Data Platform/Systems/Jupyter
The analytics clients include a hosted version of JupyterHub, allowing easy analysis of internal data using Jupyter notebooks.
Access
Prerequisites
To access Jupyter, you need:
- production data access in the analytics-privatedata-users POSIX group
- Your SSH configured correctly.
- Kerberos credentials
- You'll also need to be in the
wmf
ornda
LDAP groups.
SSH tunnel
Once you have this access, open a SSH tunnel to one of the analytics clients. There are two main ways to do this. We'll assume you want to connect to stat1008
, but you can connect to another client instead by changing the name in the terminal command.
The first option is using the standard SSH command:
$ ssh -N stat1008.eqiad.wmnet -L 8880:127.0.0.1:8880
The second option is to modify your SSH configuration file to automatically open a tunnel whenever you connect to a client:
Match host=!*.*,stat10*
SessionType none
HostName %h.eqiad.wmnet
LocalForward 8880 127.0.0.1:8880
With that added, you can simply use the following command:[1]
$ ssh stat1008
Note that your Jupyter notebook and files will stored be on the chosen analytics client only. If you want to move to another server, you will have to copy your files using Rsync. If you need shared access to files, consider putting those files in HDFS.
Logging in
Then, open localhost:8880 in your browser and log in with your developer account. Use your shell username rather than your wiki username (e.g. nshahquinn-wmf
, not Neil Shah-Quinn (WMF)
.
You'll be prompted to select or create a Conda environment. See the section on Conda environments below.
Authenticating via Kerberos
Once you've logged in, if you want to access data from Hadoop, you will need to authenticate with Kerberos. Open a new terminal in JupyterLab (not a separate SSH session). Type kinit
on the command line and enter your Kerberos password at the prompt.
Querying data
To make it easier for you to access data from the analytics clients, use the following software packages, which hard-code much of the setup and configuration.
In Python
For Python, there is Wmfdata-Python. It can access data through MariaDB, Hive, Presto, and Spark and has a number of other useful functions, like creating Spark sessions. For details, see the repository and particularly the quickstart notebook.
In R
For R, there is wmfdata-r. It can access data from MariaDB and Hive and has many other useful functions, particularly for graphing and statistics.
Conda environments
Jupyter is set up to use isolated environments managed by Conda. When you first log in, you will be prompted to "Create and use new cloned conda environment".
You can create as many Conda environments as you need, but you can only run one at a time in Jupyter. To change environments:
- Navigate to the JupyterHub control panel by selecting File → Hub Control Panel in the Jupyter interface or navigating to localhost:8880/hub/home
- Select "Stop My Server"
- Select "Start My Server"
You will now see a dropdown allowing you to choose an existing environment or create a new one:
Installing packages
If you need different or newer versions of packages, run conda install {{package}}
or conda update {{package}}
in the terminal. For more information, see Data Platform/Systems/Conda#Installing packages.

## Job
According to the Jupyter documentation above, what command is typed in a JupyterLab terminal to authenticate with Kerberos?

## Stored rows
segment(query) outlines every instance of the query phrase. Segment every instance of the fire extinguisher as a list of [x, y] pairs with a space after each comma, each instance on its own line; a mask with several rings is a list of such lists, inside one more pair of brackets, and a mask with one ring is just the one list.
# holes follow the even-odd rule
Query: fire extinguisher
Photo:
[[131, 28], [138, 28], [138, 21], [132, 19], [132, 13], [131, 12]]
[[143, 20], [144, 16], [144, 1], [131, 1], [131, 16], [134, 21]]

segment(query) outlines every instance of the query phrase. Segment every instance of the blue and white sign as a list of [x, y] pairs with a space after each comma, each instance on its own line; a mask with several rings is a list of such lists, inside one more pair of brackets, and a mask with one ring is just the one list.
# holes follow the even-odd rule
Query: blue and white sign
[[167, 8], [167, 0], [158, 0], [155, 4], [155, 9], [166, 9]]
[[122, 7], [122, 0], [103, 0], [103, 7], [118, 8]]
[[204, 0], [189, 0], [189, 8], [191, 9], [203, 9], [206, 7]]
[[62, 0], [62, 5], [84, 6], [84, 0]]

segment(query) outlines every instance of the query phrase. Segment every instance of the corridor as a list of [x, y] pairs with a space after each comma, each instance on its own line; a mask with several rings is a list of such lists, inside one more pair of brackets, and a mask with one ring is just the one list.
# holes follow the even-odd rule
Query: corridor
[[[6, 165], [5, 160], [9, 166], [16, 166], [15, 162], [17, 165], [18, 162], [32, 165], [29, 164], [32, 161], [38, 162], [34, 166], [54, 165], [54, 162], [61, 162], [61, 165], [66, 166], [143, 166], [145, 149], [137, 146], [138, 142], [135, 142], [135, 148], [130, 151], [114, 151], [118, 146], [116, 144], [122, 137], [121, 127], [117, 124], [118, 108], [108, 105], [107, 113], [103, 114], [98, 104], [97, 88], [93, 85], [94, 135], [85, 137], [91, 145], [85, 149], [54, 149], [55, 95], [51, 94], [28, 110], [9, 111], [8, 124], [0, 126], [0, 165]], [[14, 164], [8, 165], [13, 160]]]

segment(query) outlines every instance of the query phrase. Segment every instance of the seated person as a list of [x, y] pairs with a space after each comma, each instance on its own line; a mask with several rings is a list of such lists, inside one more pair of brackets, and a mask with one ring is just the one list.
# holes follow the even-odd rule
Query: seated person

## Exercise answer
kinit, followed by the Kerberos password at the prompt.